Mit Jana Hannemann führte ich am Montag nach der Wahl ein Gespräch, das in der Berliner Morgenpost erschien. So ganz bin ich mir noch nicht sicher, ob wirklich alle Akteure verstanden haben, wie ernst die Lage ist.

Sie gelten als krisengestählter Wahlkämpfer, haben über 20 Kampagnen für die SPD geprägt. Die Genossen hatten sie fest für den Wahlkampf eingeplant. Doch sie sagten ab. Fühlen Sie sich durch das Bundestagswahlergebnis in Ihrer Entscheidung bestätigt?

Frank Stauss: Zum Teil leider ja, obwohl ich mir ein deutlich besseres Ergebnis für die SPD erwünscht hätte. Leider hat dieses Ergebnis einiges von dem gezeigt, was wir im Herbst des vergangenen Jahres bei uns im Team befürchtet hatten.

Nämlich?

Das eine ist: Wenn man eine Kanzlerin wie Angela Merkel schlagen will, die seit zwölf Jahren im Amt ist und auch gute persönliche Werte hat, muss man das mit einer langfristigen Strategie angehen. Es war klar, dass sie nach zwölf Jahren – und das hat das CDU-Ergebnis am Ende auch gezeigt – nicht unschlagbar war. Sie war schlagbar. Es gab eine Art Merkel-Müdigkeit. Dafür hätte die SPD aber auch eine moderne Programmatik entwickeln müssen, mit der sie, neben dem Markenkern sozialer Gerechtigkeit, auch ein zweites Standbein gehabt hätte.

## [Datenauszüge]
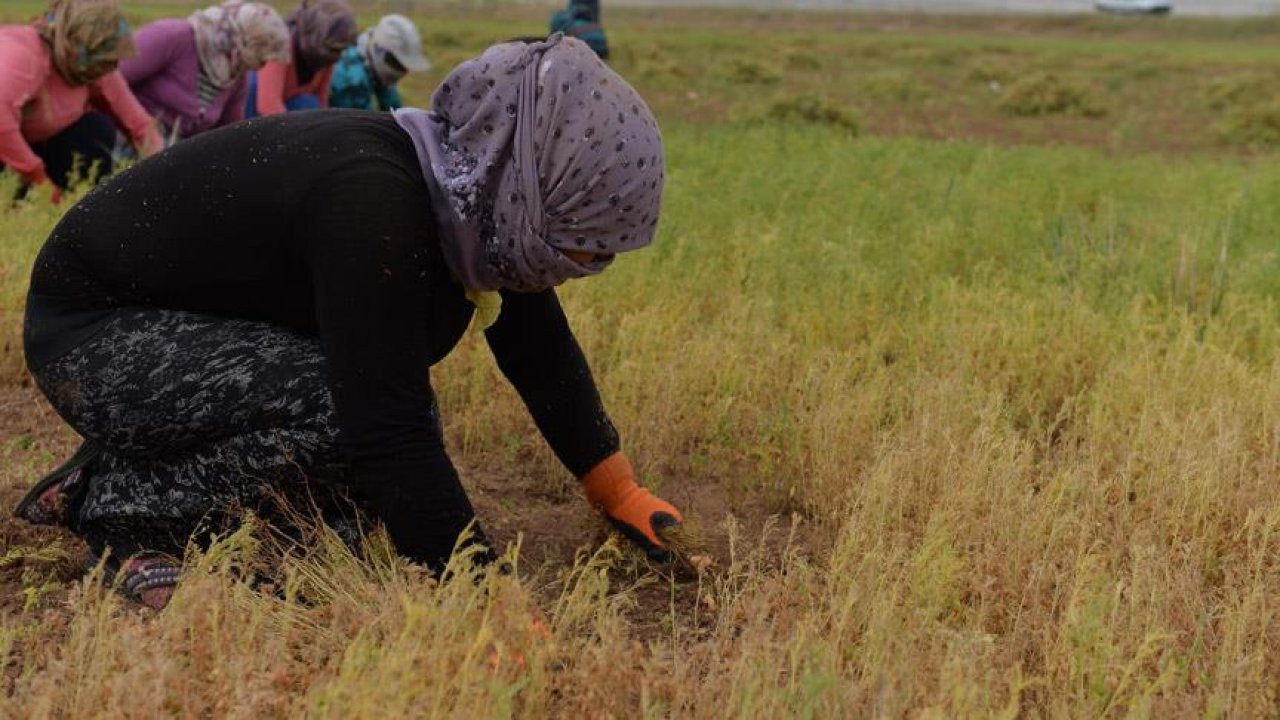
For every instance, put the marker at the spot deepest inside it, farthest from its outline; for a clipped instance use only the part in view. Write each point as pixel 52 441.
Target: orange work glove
pixel 635 511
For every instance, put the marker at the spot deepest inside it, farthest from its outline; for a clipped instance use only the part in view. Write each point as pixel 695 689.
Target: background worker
pixel 192 74
pixel 60 94
pixel 366 74
pixel 581 19
pixel 319 31
pixel 270 328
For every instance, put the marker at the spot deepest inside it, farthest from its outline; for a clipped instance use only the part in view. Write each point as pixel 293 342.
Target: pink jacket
pixel 36 103
pixel 277 82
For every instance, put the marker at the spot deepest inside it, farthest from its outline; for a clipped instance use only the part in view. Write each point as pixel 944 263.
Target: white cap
pixel 397 36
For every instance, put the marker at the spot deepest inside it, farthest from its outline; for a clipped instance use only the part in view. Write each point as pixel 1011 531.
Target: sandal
pixel 146 578
pixel 48 502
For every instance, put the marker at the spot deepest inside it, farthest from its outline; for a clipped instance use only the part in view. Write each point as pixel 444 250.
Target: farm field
pixel 958 347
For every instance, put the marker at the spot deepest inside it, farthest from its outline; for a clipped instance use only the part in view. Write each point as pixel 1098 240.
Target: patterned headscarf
pixel 531 150
pixel 236 37
pixel 86 37
pixel 321 30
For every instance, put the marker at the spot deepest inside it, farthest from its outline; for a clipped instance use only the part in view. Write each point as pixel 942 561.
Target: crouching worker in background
pixel 581 19
pixel 319 31
pixel 269 327
pixel 366 74
pixel 192 74
pixel 53 73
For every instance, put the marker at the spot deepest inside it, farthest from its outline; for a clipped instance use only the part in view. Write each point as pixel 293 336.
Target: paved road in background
pixel 1202 8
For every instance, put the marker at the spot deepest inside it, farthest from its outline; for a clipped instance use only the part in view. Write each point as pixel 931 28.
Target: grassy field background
pixel 959 343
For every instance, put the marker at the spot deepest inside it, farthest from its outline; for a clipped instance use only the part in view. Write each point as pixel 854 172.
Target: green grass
pixel 1024 400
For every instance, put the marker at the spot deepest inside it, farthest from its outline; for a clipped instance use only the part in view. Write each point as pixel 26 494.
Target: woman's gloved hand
pixel 635 511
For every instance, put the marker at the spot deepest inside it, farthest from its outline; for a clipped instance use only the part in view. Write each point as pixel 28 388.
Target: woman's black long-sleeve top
pixel 318 222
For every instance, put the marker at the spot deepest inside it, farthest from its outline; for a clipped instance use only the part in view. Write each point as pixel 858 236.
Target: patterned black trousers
pixel 199 418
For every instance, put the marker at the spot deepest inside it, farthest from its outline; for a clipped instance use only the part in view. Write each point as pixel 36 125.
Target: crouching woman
pixel 254 311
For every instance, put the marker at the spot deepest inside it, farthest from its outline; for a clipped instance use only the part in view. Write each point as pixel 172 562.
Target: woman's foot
pixel 48 504
pixel 146 578
pixel 150 580
pixel 54 499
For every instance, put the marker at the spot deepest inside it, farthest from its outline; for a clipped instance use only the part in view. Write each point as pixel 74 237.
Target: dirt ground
pixel 552 524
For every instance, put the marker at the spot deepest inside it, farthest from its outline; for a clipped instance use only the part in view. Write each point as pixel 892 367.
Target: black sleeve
pixel 536 351
pixel 373 283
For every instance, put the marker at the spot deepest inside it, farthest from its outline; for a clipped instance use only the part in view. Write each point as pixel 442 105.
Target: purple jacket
pixel 163 77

## [Aufgaben]
[A] Prüfe anhand des Lesetexts, ob die folgenden Aussagen zutreffen, und beantworte jede mit Ja oder Nein samt den entscheidenden Worten als wörtlichem Zitat: (i) Der Befragte hat über 20 Kampagnen für die SPD geprägt. (ii) Nach zwölf Jahren im Amt war Angela Merkel unschlagbar. (iii) Das Gespräch erschien in der Berliner Zeitung.
[B] Wiederhole aus den Datensätzen wortgetreu den Abschnitt, der mit der Zeile mit „pixel 444 250.“ beginnt und mit der Zeile mit „pixel 318 222“ endet, beide Zeilen eingeschlossen.
Die Datensätze stehen in keinem Zusammenhang mit dem Lesetext.

## [Lösungen]
[A]
(i) Ja: „haben über 20 Kampagnen für die SPD geprägt“
(ii) Nein: „Sie war schlagbar.“
(iii) Nein: „das in der Berliner Morgenpost erschien“

[B]
For every instance, put the marker at the spot deepest inside it, farthest from its outline; for a clipped instance use only the part in view. Write each point as pixel 444 250.
Target: farm field
pixel 958 347
For every instance, put the marker at the spot deepest inside it, farthest from its outline; for a clipped instance use only the part in view. Write each point as pixel 1098 240.
Target: patterned headscarf
pixel 531 150
pixel 236 37
pixel 86 37
pixel 321 30
For every instance, put the marker at the spot deepest inside it, farthest from its outline; for a clipped instance use only the part in view. Write each point as pixel 942 561.
Target: crouching worker in background
pixel 581 19
pixel 319 31
pixel 269 327
pixel 366 74
pixel 192 74
pixel 53 73
For every instance, put the marker at the spot deepest inside it, farthest from its outline; for a clipped instance use only the part in view. Write each point as pixel 293 336.
Target: paved road in background
pixel 1202 8
For every instance, put the marker at the spot deepest inside it, farthest from its outline; for a clipped instance use only the part in view. Write each point as pixel 931 28.
Target: grassy field background
pixel 959 343
For every instance, put the marker at the spot deepest inside it, farthest from its outline; for a clipped instance use only the part in view. Write each point as pixel 854 172.
Target: green grass
pixel 1024 400
For every instance, put the marker at the spot deepest inside it, farthest from its outline; for a clipped instance use only the part in view. Write each point as pixel 26 494.
Target: woman's gloved hand
pixel 635 511
For every instance, put the marker at the spot deepest inside it, farthest from its outline; for a clipped instance use only the part in view. Write each point as pixel 28 388.
Target: woman's black long-sleeve top
pixel 318 222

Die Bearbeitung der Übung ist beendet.